▸ Material supplied
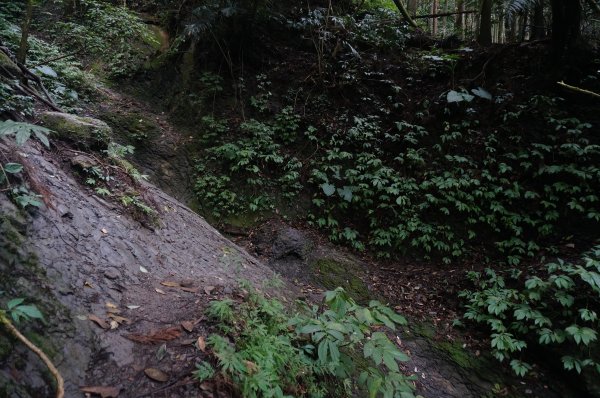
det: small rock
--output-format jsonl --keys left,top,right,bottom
{"left": 71, "top": 154, "right": 99, "bottom": 169}
{"left": 104, "top": 268, "right": 120, "bottom": 280}
{"left": 223, "top": 286, "right": 233, "bottom": 295}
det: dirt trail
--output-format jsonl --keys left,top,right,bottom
{"left": 0, "top": 139, "right": 278, "bottom": 397}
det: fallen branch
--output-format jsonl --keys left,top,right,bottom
{"left": 0, "top": 312, "right": 64, "bottom": 398}
{"left": 557, "top": 81, "right": 600, "bottom": 99}
{"left": 412, "top": 10, "right": 477, "bottom": 19}
{"left": 30, "top": 48, "right": 83, "bottom": 69}
{"left": 0, "top": 45, "right": 62, "bottom": 112}
{"left": 15, "top": 82, "right": 63, "bottom": 112}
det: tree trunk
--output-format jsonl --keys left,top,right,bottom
{"left": 17, "top": 0, "right": 34, "bottom": 65}
{"left": 532, "top": 3, "right": 546, "bottom": 40}
{"left": 550, "top": 0, "right": 582, "bottom": 55}
{"left": 478, "top": 0, "right": 492, "bottom": 45}
{"left": 497, "top": 14, "right": 504, "bottom": 43}
{"left": 391, "top": 0, "right": 419, "bottom": 29}
{"left": 520, "top": 12, "right": 528, "bottom": 42}
{"left": 455, "top": 0, "right": 465, "bottom": 37}
{"left": 407, "top": 0, "right": 418, "bottom": 15}
{"left": 431, "top": 0, "right": 438, "bottom": 35}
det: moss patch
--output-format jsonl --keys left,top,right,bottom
{"left": 435, "top": 341, "right": 477, "bottom": 370}
{"left": 310, "top": 258, "right": 371, "bottom": 303}
{"left": 99, "top": 109, "right": 161, "bottom": 144}
{"left": 411, "top": 321, "right": 436, "bottom": 340}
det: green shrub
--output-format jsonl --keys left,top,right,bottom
{"left": 199, "top": 286, "right": 418, "bottom": 398}
{"left": 458, "top": 247, "right": 600, "bottom": 377}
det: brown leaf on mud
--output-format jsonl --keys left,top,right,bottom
{"left": 125, "top": 326, "right": 182, "bottom": 344}
{"left": 204, "top": 286, "right": 215, "bottom": 295}
{"left": 144, "top": 368, "right": 169, "bottom": 382}
{"left": 108, "top": 314, "right": 131, "bottom": 324}
{"left": 160, "top": 281, "right": 181, "bottom": 287}
{"left": 110, "top": 320, "right": 119, "bottom": 330}
{"left": 180, "top": 287, "right": 198, "bottom": 293}
{"left": 80, "top": 385, "right": 120, "bottom": 397}
{"left": 106, "top": 302, "right": 118, "bottom": 309}
{"left": 196, "top": 336, "right": 206, "bottom": 352}
{"left": 181, "top": 321, "right": 194, "bottom": 332}
{"left": 88, "top": 315, "right": 109, "bottom": 329}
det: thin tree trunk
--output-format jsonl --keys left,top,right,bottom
{"left": 455, "top": 0, "right": 465, "bottom": 37}
{"left": 408, "top": 0, "right": 418, "bottom": 15}
{"left": 497, "top": 14, "right": 504, "bottom": 43}
{"left": 532, "top": 3, "right": 545, "bottom": 40}
{"left": 520, "top": 12, "right": 528, "bottom": 42}
{"left": 391, "top": 0, "right": 419, "bottom": 29}
{"left": 550, "top": 0, "right": 582, "bottom": 55}
{"left": 478, "top": 0, "right": 492, "bottom": 45}
{"left": 17, "top": 0, "right": 34, "bottom": 65}
{"left": 432, "top": 0, "right": 438, "bottom": 35}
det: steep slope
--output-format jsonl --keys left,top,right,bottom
{"left": 0, "top": 138, "right": 278, "bottom": 397}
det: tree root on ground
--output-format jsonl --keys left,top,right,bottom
{"left": 0, "top": 312, "right": 65, "bottom": 398}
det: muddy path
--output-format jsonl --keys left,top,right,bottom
{"left": 0, "top": 139, "right": 280, "bottom": 397}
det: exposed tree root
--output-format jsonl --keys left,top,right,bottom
{"left": 0, "top": 312, "right": 65, "bottom": 398}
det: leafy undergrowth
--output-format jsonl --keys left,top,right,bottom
{"left": 198, "top": 284, "right": 418, "bottom": 398}
{"left": 188, "top": 12, "right": 600, "bottom": 265}
{"left": 458, "top": 246, "right": 600, "bottom": 379}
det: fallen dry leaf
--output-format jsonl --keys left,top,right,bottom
{"left": 110, "top": 320, "right": 119, "bottom": 330}
{"left": 101, "top": 228, "right": 108, "bottom": 234}
{"left": 244, "top": 360, "right": 258, "bottom": 374}
{"left": 108, "top": 314, "right": 131, "bottom": 324}
{"left": 196, "top": 336, "right": 206, "bottom": 352}
{"left": 88, "top": 315, "right": 109, "bottom": 329}
{"left": 127, "top": 305, "right": 140, "bottom": 309}
{"left": 139, "top": 266, "right": 149, "bottom": 273}
{"left": 160, "top": 281, "right": 181, "bottom": 287}
{"left": 144, "top": 368, "right": 169, "bottom": 382}
{"left": 181, "top": 321, "right": 194, "bottom": 332}
{"left": 80, "top": 385, "right": 120, "bottom": 397}
{"left": 125, "top": 326, "right": 182, "bottom": 344}
{"left": 155, "top": 288, "right": 166, "bottom": 295}
{"left": 180, "top": 287, "right": 198, "bottom": 293}
{"left": 84, "top": 281, "right": 94, "bottom": 288}
{"left": 204, "top": 286, "right": 215, "bottom": 295}
{"left": 106, "top": 302, "right": 118, "bottom": 309}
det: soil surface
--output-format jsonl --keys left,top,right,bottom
{"left": 0, "top": 139, "right": 279, "bottom": 397}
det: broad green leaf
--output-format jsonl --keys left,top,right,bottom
{"left": 4, "top": 163, "right": 23, "bottom": 174}
{"left": 7, "top": 298, "right": 24, "bottom": 310}
{"left": 321, "top": 183, "right": 335, "bottom": 196}
{"left": 17, "top": 305, "right": 44, "bottom": 320}
{"left": 472, "top": 87, "right": 492, "bottom": 100}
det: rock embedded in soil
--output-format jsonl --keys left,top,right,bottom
{"left": 41, "top": 111, "right": 112, "bottom": 144}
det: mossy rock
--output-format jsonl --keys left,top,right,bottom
{"left": 310, "top": 257, "right": 371, "bottom": 303}
{"left": 0, "top": 52, "right": 20, "bottom": 77}
{"left": 99, "top": 110, "right": 160, "bottom": 144}
{"left": 41, "top": 112, "right": 111, "bottom": 145}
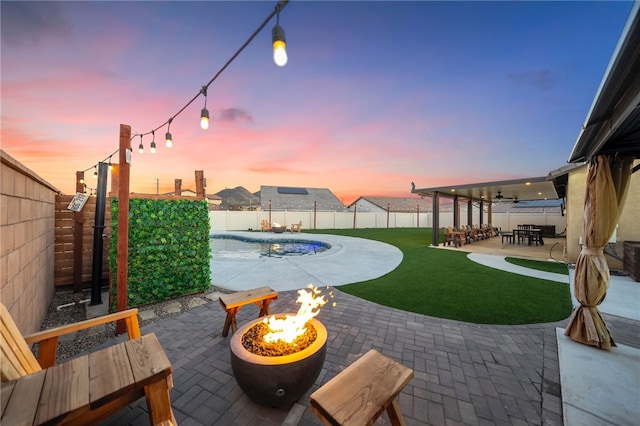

▸ Activity
A single number is the whole answer: report how many lines in the data above include the word "tree".

▸ Response
4